Copy the following lines word for word, covering every item.

---------- Materials provided ----------

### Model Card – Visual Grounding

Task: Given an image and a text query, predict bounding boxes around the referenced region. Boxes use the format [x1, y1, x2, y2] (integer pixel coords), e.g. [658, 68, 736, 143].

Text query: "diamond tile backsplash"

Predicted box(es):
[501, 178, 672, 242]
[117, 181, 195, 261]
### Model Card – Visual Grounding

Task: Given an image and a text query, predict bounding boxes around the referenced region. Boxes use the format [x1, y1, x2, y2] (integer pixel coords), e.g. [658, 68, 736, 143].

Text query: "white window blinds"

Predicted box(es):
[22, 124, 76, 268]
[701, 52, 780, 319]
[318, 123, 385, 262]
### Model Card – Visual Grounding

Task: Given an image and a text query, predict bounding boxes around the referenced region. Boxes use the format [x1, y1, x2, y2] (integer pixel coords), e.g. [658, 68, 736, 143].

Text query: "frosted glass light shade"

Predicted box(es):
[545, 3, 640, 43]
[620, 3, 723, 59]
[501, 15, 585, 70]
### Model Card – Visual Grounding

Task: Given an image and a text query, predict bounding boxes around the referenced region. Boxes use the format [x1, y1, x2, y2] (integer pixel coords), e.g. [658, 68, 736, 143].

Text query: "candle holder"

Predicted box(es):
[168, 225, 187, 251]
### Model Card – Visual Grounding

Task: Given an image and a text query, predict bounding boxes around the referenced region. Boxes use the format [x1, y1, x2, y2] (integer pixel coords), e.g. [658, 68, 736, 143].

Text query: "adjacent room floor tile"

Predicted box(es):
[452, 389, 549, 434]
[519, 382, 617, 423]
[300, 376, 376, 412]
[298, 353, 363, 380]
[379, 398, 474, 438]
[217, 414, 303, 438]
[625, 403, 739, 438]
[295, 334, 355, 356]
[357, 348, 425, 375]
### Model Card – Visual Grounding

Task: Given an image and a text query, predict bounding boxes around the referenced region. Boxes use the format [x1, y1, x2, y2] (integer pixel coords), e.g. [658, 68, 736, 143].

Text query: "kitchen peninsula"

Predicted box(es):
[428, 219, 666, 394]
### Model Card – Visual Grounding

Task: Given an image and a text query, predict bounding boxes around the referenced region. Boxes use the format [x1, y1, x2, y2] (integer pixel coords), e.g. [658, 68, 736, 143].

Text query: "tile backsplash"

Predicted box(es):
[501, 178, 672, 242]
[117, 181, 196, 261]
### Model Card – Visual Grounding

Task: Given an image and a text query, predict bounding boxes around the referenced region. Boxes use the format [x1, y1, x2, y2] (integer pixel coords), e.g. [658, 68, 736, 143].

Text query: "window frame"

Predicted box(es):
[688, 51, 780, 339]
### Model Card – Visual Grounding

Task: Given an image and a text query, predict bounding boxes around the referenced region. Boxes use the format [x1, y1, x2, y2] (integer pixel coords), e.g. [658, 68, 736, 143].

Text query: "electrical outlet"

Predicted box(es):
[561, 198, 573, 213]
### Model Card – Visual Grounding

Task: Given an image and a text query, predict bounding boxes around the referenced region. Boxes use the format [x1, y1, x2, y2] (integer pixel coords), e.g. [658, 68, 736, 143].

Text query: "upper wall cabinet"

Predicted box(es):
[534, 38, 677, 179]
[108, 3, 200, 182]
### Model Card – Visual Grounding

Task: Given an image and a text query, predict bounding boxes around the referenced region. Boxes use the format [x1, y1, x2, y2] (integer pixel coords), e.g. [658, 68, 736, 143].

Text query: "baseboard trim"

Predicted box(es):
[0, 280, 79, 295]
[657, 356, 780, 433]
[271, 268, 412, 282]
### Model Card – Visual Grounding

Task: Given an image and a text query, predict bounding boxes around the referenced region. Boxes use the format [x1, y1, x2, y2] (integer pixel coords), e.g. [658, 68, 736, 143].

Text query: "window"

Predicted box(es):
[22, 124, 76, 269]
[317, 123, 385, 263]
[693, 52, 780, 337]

----------

_Reply_:
### Model Card – Visual Grounding

Task: Given an image and a text query, predict bounding boxes around the referenced region. Boxes use the format [x1, y1, x2, y2] (integer pixel coords), e.g. [658, 68, 736, 143].

Text query: "diamond tile backsplash"

Predicted box(es):
[501, 178, 672, 242]
[117, 181, 195, 261]
### Model Card – Visual Grounding

Task: Given an image and a text query, predict bounding boxes around the referenced region. Boxes use the format [x1, y1, x2, y2] (integer pixel coords), e.g. [658, 68, 736, 143].

Text query: "white window blinds"

Predicted box(es):
[22, 124, 76, 268]
[701, 52, 780, 319]
[318, 123, 385, 262]
### Model Card – Visual Grounding

Task: Given an image and a text query, predict bounding boxes around the referenced region. Boxes use the format [x1, y1, x2, y2] (integer pixel coords), e.g. [658, 68, 736, 143].

Text query: "frosted glass light shade"

Predicted box(es):
[545, 3, 640, 43]
[620, 3, 723, 59]
[501, 15, 585, 70]
### Model Card – Visual Grounding

Task: Given an image and a text query, predict bounding boxes around the referenced region. Boxes use the format [x1, y1, x2, y2] (integer pixel coords), e.g. [658, 68, 736, 143].

Text query: "candle holder"

Predicted box(es):
[168, 225, 187, 251]
### Model Card – Visual Grounding

Task: Given an image and a text query, predict bounding boxes around the referenced region. Boxes use the format [x1, y1, x2, y2] (integer pixel coords), e.g. [658, 68, 736, 143].

Text query: "adjacent room floor tile"

Predicted box(es):
[452, 389, 549, 434]
[519, 382, 617, 423]
[300, 376, 376, 412]
[298, 353, 363, 380]
[379, 398, 474, 438]
[217, 414, 303, 438]
[625, 403, 739, 438]
[295, 334, 355, 356]
[357, 348, 425, 375]
### Model Card – Visual Grounding

Task: Given an image and a text query, predict bounding boxes around the referenced region. Boxes use the format [x1, y1, x2, y2] (integer pixel coords), e.g. [658, 68, 736, 143].

Text query: "kitchen peninsula"

Predicted box(es):
[428, 219, 666, 394]
### Model Card – Visual Grounding

Task: Given an image and a text query, predict bounding boxes around the referenced region. Boxes use the format [x1, y1, x2, y2] (integer pixel coords), e.g. [658, 68, 736, 143].

Text query: "tile backsplash"

Predicted box(es):
[501, 178, 672, 242]
[117, 181, 196, 261]
### Model Card – Visual Grounding

Task: Given an image and a text query, predict bounding boxes around the referenced region. Boxes use the format [x1, y1, x2, y2] (integer pixel coords), e.g. [658, 68, 736, 143].

Text query: "window frame"

Predicted box(es):
[688, 51, 780, 339]
### Model Card – Visual Grounding

Task: Given an image and a text query, predict bounding boxes around the referenced region. Boxes use the format [x1, y1, x2, y2] (integer pixel coords), e.g. [658, 68, 736, 143].

Text query: "electrical outlet"

Predicted box(es):
[561, 198, 573, 213]
### Model Card – Visual Grounding

Task: Given an image and a text query, predict bounding boxes around the referenced region. Boxes use the format [x1, y1, x2, y2] (integer pixel coords), e.g. [658, 68, 736, 143].

Text query: "upper wall cabinet"

Predicted box(es):
[534, 38, 677, 179]
[108, 3, 200, 182]
### Model Card – Visual Grounding

Task: Given an image and a text query, predict bounding boxes around the referenced region. Boxes use the format [x1, y1, x2, y2] (integer pixel coords), e.g. [658, 68, 736, 143].

Text query: "baseboard trim"

Predicted box(es):
[0, 280, 79, 295]
[657, 356, 780, 433]
[271, 268, 412, 282]
### Model Card – Visual Grounding

Task: Given an image and a text query, predict bounding boxes around the referenced region. Boxes use the format [x1, y1, x2, y2] (integer pixel coords), e.g. [658, 68, 736, 143].

Text query: "window"

Predicted box(es):
[22, 124, 76, 269]
[317, 123, 385, 263]
[693, 52, 780, 337]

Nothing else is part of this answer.